[Rows from an object pointing dataset]
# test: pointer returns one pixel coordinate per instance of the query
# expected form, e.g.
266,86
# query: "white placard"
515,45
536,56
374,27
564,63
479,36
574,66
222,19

** Exercise prompt **
Present every line of the items above as a JSON list of strings, one string per line, omitting any blank lines.

** Solution **
[
  "# test: pointer returns one pixel coordinate per instance of the query",
  "# expected form, e.g.",
  "266,86",
  "# query: \"white placard\"",
  "515,45",
  "536,56",
  "374,27",
  "564,63",
  "479,36",
  "574,66",
  "222,19"
]